[Raw records]
---
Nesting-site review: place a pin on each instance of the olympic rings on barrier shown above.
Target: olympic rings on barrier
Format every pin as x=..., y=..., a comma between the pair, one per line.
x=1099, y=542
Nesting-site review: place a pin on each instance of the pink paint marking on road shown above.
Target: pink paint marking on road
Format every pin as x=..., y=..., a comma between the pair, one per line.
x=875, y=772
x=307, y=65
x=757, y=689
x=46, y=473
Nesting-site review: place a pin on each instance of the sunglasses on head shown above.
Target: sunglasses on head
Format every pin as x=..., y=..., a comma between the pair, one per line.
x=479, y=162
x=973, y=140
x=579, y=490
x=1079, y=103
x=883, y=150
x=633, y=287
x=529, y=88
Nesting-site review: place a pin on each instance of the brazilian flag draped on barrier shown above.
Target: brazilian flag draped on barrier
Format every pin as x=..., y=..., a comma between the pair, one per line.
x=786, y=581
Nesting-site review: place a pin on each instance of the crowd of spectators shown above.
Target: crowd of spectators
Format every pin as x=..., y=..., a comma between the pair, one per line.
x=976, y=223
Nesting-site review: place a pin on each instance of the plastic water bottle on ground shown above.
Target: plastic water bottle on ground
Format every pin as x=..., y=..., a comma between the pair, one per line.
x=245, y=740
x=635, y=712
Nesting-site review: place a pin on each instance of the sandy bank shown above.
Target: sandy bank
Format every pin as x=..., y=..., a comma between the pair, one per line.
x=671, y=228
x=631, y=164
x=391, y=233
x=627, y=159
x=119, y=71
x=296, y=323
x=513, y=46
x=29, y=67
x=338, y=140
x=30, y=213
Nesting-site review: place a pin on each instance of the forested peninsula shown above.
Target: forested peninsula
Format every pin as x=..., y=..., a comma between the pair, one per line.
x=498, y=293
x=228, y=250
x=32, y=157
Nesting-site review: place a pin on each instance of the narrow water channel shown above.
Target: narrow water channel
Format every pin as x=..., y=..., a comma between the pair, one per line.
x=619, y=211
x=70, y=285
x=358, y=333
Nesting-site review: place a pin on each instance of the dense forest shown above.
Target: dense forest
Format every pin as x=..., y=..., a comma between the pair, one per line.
---
Reproduce every record above exactly as it appears.

Nesting-site review: place a pin on each instance of the olympic rings on barrier shown above.
Target: olympic rings on barrier
Format every pin as x=..., y=..., a comma between the pair, one per line.
x=1099, y=542
Nesting-site review: place a pin on each instance of the pink paint marking on road shown above.
Target: pink paint marking on road
Format every pin as x=..., y=..., a comma between the pair, one per line.
x=875, y=772
x=307, y=65
x=757, y=689
x=46, y=473
Nesting-site review: place a pin on each instance of the sunglasses on head shown above.
Target: sunglasses on head
Format every pin as x=..., y=..., a comma between the pair, one per line.
x=479, y=162
x=973, y=140
x=579, y=490
x=1079, y=103
x=883, y=150
x=633, y=287
x=529, y=88
Nesting-site review: place a pin on each instance of the brazilian flag draped on barrier shown above.
Target: brazilian flag draped on barrier
Format every pin as x=..., y=..., a comma between the pair, one per line.
x=786, y=581
Nesting-site review: place a pin on each instance of the crowd of spectators shown above.
Target: crowd of spectators
Format every pin as x=..., y=..., a comma between the pair, one per line.
x=976, y=223
Nesting-site review: place a pin on each instance of the plastic water bottle on ground shown above.
Target: plastic water bottle on ground
Format every pin as x=..., y=..., a comma between the pair, one per line.
x=245, y=740
x=635, y=712
Nesting-site review: place a pin on each instance of the sandy bank shown above.
Target: sandy bank
Format every pin as x=..., y=..., a comma between the pair, one per line.
x=671, y=228
x=631, y=164
x=391, y=233
x=627, y=159
x=119, y=71
x=296, y=323
x=513, y=46
x=29, y=67
x=338, y=140
x=30, y=213
Nesting-site review: place a pin on each instance of the forested peninsula shown above.
Target: forested peninsula
Format every pin as x=..., y=..., a comma between the pair, one per line.
x=498, y=293
x=228, y=250
x=32, y=157
Nesting-site review: place a pin on each instance of the narrow water channel shown above.
Target: narrow water channel
Format every pin as x=..., y=..., a comma between the pair, one per line.
x=619, y=211
x=70, y=285
x=358, y=333
Nesting-site review: place a pin on each instance of the dense forest shown above.
Target: dense forest
Format every pin as x=..., y=..., a comma between the pair, one per line.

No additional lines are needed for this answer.